Problem details: Pictures stay out of the copy; restate everything else in the material exactly.

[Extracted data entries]
=======

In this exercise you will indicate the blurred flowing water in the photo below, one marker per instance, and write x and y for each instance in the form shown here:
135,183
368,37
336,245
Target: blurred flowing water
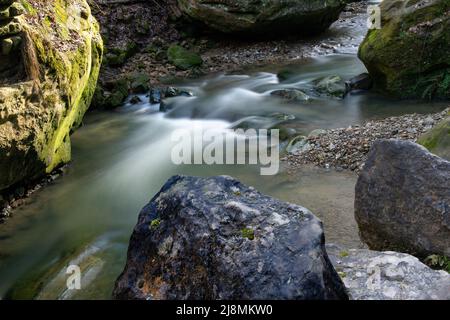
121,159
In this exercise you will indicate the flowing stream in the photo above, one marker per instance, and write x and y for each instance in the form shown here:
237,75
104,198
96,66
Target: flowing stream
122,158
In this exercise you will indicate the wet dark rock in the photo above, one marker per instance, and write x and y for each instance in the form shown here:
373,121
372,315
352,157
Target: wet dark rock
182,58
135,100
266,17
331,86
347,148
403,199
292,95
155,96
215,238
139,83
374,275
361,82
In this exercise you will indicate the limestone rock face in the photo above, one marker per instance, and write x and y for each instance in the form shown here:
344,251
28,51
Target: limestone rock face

=======

In response:
In this exercise you will indicate the blurred flowing water in the photo below, one marker per instance, and write x and y for each instance in the form shown here:
135,183
368,37
336,245
Target: blurred flowing water
121,159
In this exercise you will indicate the flowing stream in the photo above, one marker per instance, and write x and y for each instance in the form shown here:
237,75
104,198
96,66
Target: flowing stream
122,158
In this exercise you will indicate the wet dark rock in the photo above, one marker per instance, and write x and y for each instance in the form shown here:
373,121
372,315
352,157
Target: wet dark rock
182,58
135,100
266,17
331,86
347,148
403,199
292,95
155,96
215,238
139,83
374,275
361,82
In this exercise you will indicate the limestone rock face in the photo above, one marker per instance, and write x and y for each instance in the form shown here:
344,251
28,51
Target: limestone rock face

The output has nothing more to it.